━━ EXTRACT TO READ ━━

As homes age, their most important systems can start to go wrong - including the electrical system. A defective or faulty electrical system can be a scary (and dangerous!) problem. Short circuits, electrical arcing and circuit overload can all lead to house fires, injuries and worse.
It's important to know the condition of your home's electrical system, and if it needs repair or upgrading, to make those repairs before something terrible happens. The only way to know if your home's electrical system needs help is by inspecting it periodically. By taking steps to check in with your home's electrical system, you can keep your loved ones and your personal property safe from electrical fires.
Signs Your Home Needs an Electrical Inspection
There are many signs that your home needs an electrical inspection. Here's what to watch for:
Flickering lights. Flickering lights can be an indication that your home's electrical system isn't able to keep up with the demand. If this is the case, you'll most likely notice the lights flickering when a major appliance kicks on. Flickering lights can also be a sign of arcing in the wires, and thus the light isn't getting all the power it needs. Some LED lights can't function properly in enclosed fixtures, so it could be a sign that you're using the wrong kind of bulbs in your home.
Buzzing sounds in the wiring or electrical panel. Do you hear buzzing sounds in the outlets or in your electrical panel when you're drawing power? This could be a sign of arcing. That's a fire hazard, and should be addressed right away.
Corrosion around the electrical panel. Corrosion around the electrical panel could be an indication that your electrical panel has been compromised by moisture. That's a dangerous situation, so get it repaired right away.
Your breaker box is actually a fuse box. Fuse boxes aren't dangerous if they're used properly and well-maintained, but it's important to get your fuse box inspected at least once to ensure that it's delivering enough power and is in good condition. Worth knowing is that a 20 amp fuse can easily be swapped for a 30 amp fuse. Homeowners over time may have swapped fuses, replacing small amperage fuses with larger amperage fuses to draw more power. This can lead to overload in the wire, which can make a fuse box a source of danger. An inspection will catch this problem, so get your fuse box inspected!

━━━
━━ ITEMS ━━

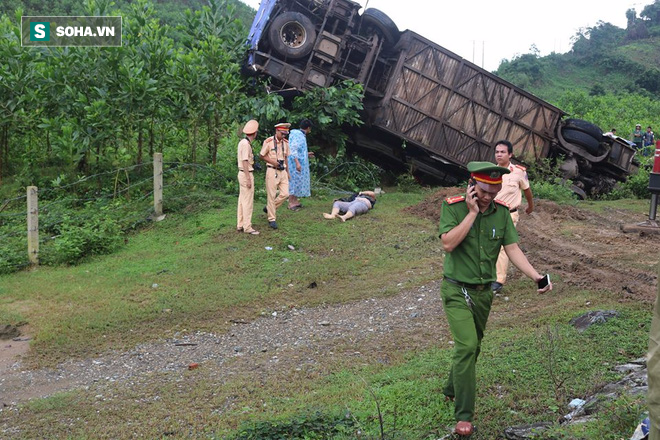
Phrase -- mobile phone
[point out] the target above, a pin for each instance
(543, 282)
(471, 183)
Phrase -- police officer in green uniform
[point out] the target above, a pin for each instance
(473, 228)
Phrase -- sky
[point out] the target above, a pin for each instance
(486, 32)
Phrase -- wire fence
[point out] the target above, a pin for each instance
(125, 198)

━━━

WRITTEN TASK: Rewrite the piece on home electrical inspections starting at the words "Corrosion around the electrical panel." and ending after "fuse box inspected!", with "moisture" changed to "humidity".

SOLUTION TO THE PROBLEM:
Corrosion around the electrical panel. Corrosion around the electrical panel could be an indication that your electrical panel has been compromised by humidity. That's a dangerous situation, so get it repaired right away.
Your breaker box is actually a fuse box. Fuse boxes aren't dangerous if they're used properly and well-maintained, but it's important to get your fuse box inspected at least once to ensure that it's delivering enough power and is in good condition. Worth knowing is that a 20 amp fuse can easily be swapped for a 30 amp fuse. Homeowners over time may have swapped fuses, replacing small amperage fuses with larger amperage fuses to draw more power. This can lead to overload in the wire, which can make a fuse box a source of danger. An inspection will catch this problem, so get your fuse box inspected!